## Task requirements
Transcribe exactly the line containing "like point(380, 502)" plus every later line in the data.
-- Recorded data follows --
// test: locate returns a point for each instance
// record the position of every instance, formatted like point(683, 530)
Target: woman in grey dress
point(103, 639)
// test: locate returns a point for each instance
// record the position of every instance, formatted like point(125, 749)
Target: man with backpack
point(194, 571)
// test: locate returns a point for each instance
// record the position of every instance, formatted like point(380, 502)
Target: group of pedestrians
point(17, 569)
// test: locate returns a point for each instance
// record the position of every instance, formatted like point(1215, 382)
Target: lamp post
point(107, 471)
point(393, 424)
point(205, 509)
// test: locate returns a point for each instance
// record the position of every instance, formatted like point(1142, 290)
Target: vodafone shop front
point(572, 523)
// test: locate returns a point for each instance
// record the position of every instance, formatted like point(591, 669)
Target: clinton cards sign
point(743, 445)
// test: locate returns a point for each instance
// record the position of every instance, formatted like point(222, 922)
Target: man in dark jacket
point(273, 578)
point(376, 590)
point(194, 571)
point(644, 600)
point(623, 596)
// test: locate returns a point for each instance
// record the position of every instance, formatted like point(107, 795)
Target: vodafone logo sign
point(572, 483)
-- Recorded data concluded --
## Solution for this task
// record the position of every instance, formatted like point(380, 502)
Target: group of pedestrians
point(17, 569)
// test: locate returns a point for each instance
// record the position of every instance, formatted like point(1215, 382)
Target: lamp post
point(107, 471)
point(393, 424)
point(205, 509)
// test: locate returns a point for each instance
// record the position of every instance, formatted like point(1142, 290)
Target: vodafone shop front
point(572, 523)
// test: locate returns a point for each instance
// record the position of every instance, formatted like point(591, 669)
Target: clinton cards sign
point(743, 445)
// test: locate returns a point for each instance
// record the position of every instance, formatted like point(222, 922)
Target: man in dark jacket
point(273, 578)
point(376, 590)
point(194, 571)
point(644, 600)
point(623, 596)
// test: locate returns a point for each instance
// record the position of every instance, formatted like point(107, 795)
Target: vodafone logo sign
point(572, 483)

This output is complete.